____ Data rows

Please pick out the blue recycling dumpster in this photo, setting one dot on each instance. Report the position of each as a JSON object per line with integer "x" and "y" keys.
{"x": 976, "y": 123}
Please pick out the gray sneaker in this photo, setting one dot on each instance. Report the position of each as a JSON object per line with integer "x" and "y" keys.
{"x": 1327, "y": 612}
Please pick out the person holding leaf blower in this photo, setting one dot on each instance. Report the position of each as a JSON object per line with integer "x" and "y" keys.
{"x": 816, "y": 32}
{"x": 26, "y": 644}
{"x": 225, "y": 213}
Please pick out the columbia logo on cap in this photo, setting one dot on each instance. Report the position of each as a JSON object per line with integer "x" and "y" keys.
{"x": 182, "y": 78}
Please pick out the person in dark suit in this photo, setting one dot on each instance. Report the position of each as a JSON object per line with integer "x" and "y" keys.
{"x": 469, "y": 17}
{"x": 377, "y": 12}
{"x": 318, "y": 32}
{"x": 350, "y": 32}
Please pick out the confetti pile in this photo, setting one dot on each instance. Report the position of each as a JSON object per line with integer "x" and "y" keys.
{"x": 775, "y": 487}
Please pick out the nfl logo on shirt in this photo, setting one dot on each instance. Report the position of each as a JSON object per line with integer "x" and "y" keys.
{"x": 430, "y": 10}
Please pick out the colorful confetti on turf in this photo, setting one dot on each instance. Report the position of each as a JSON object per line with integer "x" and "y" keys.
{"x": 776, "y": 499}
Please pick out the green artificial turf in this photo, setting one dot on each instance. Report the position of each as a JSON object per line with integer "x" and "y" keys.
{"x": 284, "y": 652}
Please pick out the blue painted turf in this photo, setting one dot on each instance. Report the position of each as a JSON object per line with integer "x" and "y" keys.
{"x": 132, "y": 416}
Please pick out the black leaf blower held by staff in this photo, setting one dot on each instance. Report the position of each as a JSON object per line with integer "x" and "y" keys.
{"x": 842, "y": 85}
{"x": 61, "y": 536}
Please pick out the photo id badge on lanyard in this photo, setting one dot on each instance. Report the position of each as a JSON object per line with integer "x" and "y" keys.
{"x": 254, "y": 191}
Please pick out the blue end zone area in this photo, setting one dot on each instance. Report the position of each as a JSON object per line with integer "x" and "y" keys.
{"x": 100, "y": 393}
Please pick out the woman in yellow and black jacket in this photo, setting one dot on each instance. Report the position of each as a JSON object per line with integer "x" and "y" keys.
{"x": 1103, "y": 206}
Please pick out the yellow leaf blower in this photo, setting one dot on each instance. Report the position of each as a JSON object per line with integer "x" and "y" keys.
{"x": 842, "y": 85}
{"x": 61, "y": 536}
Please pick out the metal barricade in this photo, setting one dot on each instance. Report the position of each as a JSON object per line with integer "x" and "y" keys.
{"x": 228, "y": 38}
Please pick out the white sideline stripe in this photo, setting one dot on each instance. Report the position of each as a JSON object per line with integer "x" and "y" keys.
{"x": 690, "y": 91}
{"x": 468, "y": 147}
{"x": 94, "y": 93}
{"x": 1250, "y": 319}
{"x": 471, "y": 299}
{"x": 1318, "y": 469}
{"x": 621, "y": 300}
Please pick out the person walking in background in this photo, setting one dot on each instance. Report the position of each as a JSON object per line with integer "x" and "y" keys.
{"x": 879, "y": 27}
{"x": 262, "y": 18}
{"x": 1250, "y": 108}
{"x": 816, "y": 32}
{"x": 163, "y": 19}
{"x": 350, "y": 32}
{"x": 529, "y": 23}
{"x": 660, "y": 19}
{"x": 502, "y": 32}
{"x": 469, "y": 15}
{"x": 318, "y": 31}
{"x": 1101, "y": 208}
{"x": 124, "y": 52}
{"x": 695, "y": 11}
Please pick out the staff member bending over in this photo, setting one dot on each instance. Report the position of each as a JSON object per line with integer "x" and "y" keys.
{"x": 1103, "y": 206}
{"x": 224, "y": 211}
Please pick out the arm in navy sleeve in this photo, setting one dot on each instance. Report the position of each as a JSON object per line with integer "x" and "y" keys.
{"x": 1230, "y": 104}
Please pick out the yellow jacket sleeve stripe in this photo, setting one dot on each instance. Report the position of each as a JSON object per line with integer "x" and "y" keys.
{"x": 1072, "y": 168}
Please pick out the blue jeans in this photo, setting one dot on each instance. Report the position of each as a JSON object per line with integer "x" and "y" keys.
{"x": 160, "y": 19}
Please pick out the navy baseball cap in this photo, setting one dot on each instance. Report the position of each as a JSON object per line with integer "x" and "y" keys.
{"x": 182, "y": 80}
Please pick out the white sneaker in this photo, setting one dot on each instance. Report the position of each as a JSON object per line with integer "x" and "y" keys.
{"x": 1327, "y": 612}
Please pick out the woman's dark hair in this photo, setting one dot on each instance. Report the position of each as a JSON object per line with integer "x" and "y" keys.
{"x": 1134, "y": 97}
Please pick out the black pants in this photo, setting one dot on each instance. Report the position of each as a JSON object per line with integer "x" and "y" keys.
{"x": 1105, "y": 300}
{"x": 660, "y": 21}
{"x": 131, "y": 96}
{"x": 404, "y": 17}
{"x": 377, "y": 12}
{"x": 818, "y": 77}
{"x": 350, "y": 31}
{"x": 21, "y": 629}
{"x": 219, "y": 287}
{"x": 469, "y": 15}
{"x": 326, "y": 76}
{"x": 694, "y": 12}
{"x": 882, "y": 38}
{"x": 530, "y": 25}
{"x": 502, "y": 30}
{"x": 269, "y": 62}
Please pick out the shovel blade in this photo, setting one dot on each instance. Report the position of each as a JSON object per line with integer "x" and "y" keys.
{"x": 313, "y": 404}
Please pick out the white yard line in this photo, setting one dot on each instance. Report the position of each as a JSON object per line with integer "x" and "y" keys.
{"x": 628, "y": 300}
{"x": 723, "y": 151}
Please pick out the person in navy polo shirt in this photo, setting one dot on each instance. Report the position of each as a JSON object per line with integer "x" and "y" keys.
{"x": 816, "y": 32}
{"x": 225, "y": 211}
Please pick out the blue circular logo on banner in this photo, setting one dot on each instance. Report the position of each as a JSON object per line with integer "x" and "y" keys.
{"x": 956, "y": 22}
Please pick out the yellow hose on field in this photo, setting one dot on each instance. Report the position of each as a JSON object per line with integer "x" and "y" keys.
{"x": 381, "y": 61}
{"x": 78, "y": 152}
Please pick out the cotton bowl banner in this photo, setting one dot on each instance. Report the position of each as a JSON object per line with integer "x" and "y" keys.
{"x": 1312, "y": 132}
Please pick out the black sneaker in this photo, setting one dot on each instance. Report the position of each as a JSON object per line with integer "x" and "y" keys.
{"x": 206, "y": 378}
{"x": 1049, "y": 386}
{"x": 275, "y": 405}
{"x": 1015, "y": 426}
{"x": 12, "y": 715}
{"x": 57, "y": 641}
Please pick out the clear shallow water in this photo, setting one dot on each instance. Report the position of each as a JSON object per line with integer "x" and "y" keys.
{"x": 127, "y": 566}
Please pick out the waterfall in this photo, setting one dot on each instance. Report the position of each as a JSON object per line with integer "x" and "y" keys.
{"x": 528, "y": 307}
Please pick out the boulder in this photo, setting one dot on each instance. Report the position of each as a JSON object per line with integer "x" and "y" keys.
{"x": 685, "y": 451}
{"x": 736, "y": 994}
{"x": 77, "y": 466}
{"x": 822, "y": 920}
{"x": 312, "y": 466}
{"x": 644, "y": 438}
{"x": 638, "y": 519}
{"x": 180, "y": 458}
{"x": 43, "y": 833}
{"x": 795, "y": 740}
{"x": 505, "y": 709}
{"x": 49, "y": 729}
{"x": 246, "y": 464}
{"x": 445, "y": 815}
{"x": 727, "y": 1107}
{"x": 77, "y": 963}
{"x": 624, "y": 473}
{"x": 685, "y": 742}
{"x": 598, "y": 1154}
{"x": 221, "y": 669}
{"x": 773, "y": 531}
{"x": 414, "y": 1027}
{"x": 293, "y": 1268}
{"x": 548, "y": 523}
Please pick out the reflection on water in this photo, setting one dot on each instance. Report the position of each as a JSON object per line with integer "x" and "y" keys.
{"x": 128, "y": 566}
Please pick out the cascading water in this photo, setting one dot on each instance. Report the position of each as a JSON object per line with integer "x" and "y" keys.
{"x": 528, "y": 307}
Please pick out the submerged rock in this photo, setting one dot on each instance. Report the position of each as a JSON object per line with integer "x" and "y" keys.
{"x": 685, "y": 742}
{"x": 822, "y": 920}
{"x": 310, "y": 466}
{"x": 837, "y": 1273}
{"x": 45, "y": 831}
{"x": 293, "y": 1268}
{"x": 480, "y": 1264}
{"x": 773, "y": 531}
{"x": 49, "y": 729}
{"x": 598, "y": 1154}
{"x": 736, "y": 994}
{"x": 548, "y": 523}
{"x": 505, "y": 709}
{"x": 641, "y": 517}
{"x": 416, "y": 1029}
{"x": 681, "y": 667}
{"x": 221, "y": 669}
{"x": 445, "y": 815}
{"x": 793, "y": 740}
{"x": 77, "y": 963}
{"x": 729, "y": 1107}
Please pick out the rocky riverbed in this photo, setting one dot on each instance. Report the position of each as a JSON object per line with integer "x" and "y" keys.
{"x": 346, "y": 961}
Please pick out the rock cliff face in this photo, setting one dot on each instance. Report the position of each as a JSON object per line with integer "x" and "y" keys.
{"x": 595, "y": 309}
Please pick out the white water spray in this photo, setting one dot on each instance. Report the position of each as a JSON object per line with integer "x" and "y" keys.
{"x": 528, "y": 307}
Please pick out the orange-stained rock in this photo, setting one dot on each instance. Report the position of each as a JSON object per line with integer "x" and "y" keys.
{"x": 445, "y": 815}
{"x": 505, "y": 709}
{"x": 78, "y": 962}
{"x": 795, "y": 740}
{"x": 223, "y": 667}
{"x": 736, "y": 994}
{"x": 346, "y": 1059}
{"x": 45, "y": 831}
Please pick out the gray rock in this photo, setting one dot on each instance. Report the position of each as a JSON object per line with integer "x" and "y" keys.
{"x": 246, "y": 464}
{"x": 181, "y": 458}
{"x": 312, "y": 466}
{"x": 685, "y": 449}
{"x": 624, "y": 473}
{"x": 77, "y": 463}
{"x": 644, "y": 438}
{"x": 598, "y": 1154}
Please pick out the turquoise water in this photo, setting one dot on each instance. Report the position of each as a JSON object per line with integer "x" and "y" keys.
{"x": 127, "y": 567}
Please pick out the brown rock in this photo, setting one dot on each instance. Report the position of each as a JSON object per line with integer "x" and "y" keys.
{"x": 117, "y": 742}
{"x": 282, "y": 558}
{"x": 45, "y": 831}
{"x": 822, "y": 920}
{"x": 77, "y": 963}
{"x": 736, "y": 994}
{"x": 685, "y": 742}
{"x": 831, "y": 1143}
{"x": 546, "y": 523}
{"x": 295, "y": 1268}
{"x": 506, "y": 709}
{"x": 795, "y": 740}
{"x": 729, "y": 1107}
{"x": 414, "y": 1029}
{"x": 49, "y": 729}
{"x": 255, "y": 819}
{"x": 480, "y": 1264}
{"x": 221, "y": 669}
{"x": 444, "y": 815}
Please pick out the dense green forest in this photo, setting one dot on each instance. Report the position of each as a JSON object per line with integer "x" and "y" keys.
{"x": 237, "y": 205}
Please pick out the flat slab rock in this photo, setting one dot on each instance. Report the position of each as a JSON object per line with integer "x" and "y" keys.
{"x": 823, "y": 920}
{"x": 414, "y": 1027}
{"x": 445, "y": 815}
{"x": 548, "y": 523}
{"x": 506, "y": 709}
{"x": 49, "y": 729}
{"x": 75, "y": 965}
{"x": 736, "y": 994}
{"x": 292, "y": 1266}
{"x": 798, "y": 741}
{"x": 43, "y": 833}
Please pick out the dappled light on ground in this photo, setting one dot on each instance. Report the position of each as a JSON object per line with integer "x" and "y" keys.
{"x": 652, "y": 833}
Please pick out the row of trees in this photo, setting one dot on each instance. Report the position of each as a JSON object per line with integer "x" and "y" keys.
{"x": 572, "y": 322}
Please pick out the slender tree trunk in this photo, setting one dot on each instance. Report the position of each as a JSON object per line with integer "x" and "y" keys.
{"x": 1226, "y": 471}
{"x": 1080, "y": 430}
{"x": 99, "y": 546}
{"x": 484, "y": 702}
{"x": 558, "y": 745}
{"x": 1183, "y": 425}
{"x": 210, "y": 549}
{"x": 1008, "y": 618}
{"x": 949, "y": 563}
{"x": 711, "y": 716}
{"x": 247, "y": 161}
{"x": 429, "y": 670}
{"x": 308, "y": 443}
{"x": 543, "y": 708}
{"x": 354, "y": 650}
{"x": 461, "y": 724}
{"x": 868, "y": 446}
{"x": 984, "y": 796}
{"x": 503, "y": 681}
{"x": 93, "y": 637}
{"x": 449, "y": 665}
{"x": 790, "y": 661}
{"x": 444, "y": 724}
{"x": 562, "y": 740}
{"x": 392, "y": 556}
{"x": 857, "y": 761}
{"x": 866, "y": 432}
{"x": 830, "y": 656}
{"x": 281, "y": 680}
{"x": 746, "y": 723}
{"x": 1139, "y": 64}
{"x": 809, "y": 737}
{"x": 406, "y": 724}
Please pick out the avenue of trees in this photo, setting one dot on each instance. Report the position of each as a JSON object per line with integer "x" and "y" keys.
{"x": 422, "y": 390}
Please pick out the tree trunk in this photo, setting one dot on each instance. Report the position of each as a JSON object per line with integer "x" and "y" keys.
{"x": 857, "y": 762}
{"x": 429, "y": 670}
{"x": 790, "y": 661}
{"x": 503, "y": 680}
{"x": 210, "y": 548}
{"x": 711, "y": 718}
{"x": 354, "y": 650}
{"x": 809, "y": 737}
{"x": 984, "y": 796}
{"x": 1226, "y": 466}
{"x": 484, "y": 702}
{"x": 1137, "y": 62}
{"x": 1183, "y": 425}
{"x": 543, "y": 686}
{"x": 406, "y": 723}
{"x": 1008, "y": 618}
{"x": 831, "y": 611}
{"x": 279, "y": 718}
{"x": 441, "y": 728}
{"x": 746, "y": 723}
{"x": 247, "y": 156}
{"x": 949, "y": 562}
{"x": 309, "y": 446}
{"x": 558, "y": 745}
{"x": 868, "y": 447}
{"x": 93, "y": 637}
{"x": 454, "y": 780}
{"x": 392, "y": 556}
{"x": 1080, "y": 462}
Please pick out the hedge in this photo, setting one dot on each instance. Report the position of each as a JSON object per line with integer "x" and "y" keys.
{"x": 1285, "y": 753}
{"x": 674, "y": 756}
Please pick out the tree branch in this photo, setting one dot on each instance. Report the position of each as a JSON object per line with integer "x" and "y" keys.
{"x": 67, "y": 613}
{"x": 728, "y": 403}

________

Brief: Please quote nothing but the lines from the line with "Please pick out the avenue" through the end of the data above, exactly as written, ends included.

Result of this exercise:
Please pick out the avenue of trees in this photo, setting one dot on each instance. Report the position of each as a JSON object per line with integer "x" and "y" keys.
{"x": 422, "y": 390}
Please pick out the tree trunk in this photo, setting one dot on each instance. Report the position of each as a JSON object per line with integer "x" and "y" keys.
{"x": 857, "y": 762}
{"x": 429, "y": 670}
{"x": 790, "y": 661}
{"x": 503, "y": 680}
{"x": 210, "y": 548}
{"x": 711, "y": 718}
{"x": 354, "y": 650}
{"x": 809, "y": 737}
{"x": 984, "y": 796}
{"x": 1226, "y": 466}
{"x": 484, "y": 702}
{"x": 1137, "y": 62}
{"x": 1183, "y": 425}
{"x": 543, "y": 686}
{"x": 406, "y": 723}
{"x": 1008, "y": 618}
{"x": 831, "y": 611}
{"x": 279, "y": 718}
{"x": 441, "y": 728}
{"x": 746, "y": 723}
{"x": 247, "y": 156}
{"x": 949, "y": 562}
{"x": 309, "y": 446}
{"x": 558, "y": 745}
{"x": 868, "y": 447}
{"x": 93, "y": 637}
{"x": 454, "y": 780}
{"x": 392, "y": 556}
{"x": 1080, "y": 462}
Please pick out the hedge in this photo, setting one dot on each instance. Report the position of each as a JSON object per line with integer "x" and "y" keys.
{"x": 1285, "y": 753}
{"x": 674, "y": 756}
Please pick out the tree branch in this photo, setting one dot on each instance. Report the position of each as a JSON object per line with integer "x" and "y" keys.
{"x": 67, "y": 613}
{"x": 728, "y": 403}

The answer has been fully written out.